▶ _EXERCISES_
1. Could you set down the records again word for word, everything from the line containing "of the military" down to the end of the records?
2. Can you resume the court opinion on the petty theft appeal from the point where it stops?

▶ _TEXT_
##########

THE PEOPLE, Plaintiff and Respondent, v. ROBERT GATES, Defendant and Appellant.

(Opinion by Saeta, Jr., with Cole, P. J., concurring.) [97 Cal. App. 3d Supp. 11]


Kenneth A. Rivin and Barbara Turner for Defendant and Appellant,

Burt Pines, City Attorney, Rand Schrader and Lewis N. Unger, Deputy City Attorneys, for Plaintiff and Respondent. [97 Cal. App. 3d Supp. 12]



Defendant was convicted of violating Penal Code section 484 (petty theft) after a jury trial. The prosecution introduced evidence by security guard Valdz that defendant had concealed three packages of meat on his person in a supermarket; had failed to pay for the meat at a cash register; and was apprehended by Valdz as the defendant approached the exit door. Defendant testified that he had put the meat in a candy bin because the checkout line was too long; left the main shopping area through a turnstile; went to the liquor department; and was there confronted by the security guard. When defendant concluded his testimony a juror asked whether the jury could ask for clarification on a point. The trial judge told the juror that the question could be submitted in writing and then the court woudl determined whether or not it could be asked. The morning session was then concluded.

Following the noon recess, the defense rested without any further evidence being taken. The judge showed counsel the juror's questions which reas as follows: "Does the liquor department have a separate entrance from the food department? Can you go from one area to the other without going through a checkout stand?" The judge stated he had no objection to the questions and asked counsel if either one of them cared to ask the questions. Defense counsel objected to the timing of the question as all evidence had been admitted, to the propriety of a juror asking a question and to the possible bolstering of the People's case by answering a possible doubt in the mind of that juror. The People had no objection. The defense preferred, if the questions were to be asked, that they be asked by the court rather than by counsel. The judge overruled the objection and called Valdz as the court's witness.

##########

▶ _PROVIDED INFORMATION_
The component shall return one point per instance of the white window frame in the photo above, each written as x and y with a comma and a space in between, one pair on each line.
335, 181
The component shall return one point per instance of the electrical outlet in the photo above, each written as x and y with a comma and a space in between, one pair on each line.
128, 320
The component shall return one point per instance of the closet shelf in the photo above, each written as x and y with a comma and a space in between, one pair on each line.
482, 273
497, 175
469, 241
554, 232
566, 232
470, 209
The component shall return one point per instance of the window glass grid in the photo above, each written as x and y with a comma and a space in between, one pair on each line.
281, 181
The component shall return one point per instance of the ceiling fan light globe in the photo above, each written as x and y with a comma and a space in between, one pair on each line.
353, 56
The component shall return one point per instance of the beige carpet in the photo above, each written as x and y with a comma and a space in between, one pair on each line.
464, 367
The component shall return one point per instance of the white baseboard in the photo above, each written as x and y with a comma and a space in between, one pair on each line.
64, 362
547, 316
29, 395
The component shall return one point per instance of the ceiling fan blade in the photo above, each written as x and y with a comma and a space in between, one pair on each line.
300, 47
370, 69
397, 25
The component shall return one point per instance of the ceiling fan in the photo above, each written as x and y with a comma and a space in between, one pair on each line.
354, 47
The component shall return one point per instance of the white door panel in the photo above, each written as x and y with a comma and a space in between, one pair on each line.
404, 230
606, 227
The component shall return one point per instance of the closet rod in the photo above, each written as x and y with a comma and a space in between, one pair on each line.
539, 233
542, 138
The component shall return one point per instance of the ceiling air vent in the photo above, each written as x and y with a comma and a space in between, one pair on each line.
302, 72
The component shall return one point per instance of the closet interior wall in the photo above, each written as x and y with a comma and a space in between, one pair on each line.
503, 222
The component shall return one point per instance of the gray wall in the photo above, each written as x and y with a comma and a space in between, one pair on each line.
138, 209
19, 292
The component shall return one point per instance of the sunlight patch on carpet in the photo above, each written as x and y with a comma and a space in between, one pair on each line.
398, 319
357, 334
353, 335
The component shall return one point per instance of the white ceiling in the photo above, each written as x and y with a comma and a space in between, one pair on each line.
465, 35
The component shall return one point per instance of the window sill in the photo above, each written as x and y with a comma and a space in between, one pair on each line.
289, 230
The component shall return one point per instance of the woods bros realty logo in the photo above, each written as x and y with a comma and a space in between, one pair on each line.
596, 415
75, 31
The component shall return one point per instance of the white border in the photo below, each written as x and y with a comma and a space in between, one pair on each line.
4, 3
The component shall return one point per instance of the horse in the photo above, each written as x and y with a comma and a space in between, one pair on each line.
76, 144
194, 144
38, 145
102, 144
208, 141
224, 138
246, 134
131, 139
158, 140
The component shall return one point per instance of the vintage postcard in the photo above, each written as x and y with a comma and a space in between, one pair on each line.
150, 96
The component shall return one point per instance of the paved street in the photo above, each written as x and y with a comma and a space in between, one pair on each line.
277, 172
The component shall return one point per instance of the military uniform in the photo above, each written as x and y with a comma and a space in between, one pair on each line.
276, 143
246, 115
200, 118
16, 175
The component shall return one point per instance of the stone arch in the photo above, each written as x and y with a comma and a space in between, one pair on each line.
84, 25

##########

▶ _EXPECTED OUTPUTS_
1.
The component shall return one point per instance of the military uniform in the photo above, each written as x and y with a comma and a space in between, one pair on each line.
276, 143
246, 115
200, 118
16, 175
The component shall return one point per instance of the stone arch in the photo above, each written as x and y with a comma and a space in between, one pair on each line.
84, 25

2.
Before asking the two questions the judge admonished the jurors not to speculate that because the court was asking the question that it was any more important or significant than any other question during the trial and cautioned the jury not to overemphasize one part of the evidence over another. Valdz answered the two questions and one clarifying question by the judge. Both sides then rested. On appeal the defendant asserts that the above-described procedure was prejuducially erroneous. We disagree and hold that the trial judge utilized the correct procedure in all respects.

Three questions are involved in analyzing the procedure used. The first is the timing of the interrogation of Valdz. The second is the propriety of [97 Cal. App. 3d Supp. 13] the judge asking the questions. The third is the propriety of a juror generating the questions asked by the judge.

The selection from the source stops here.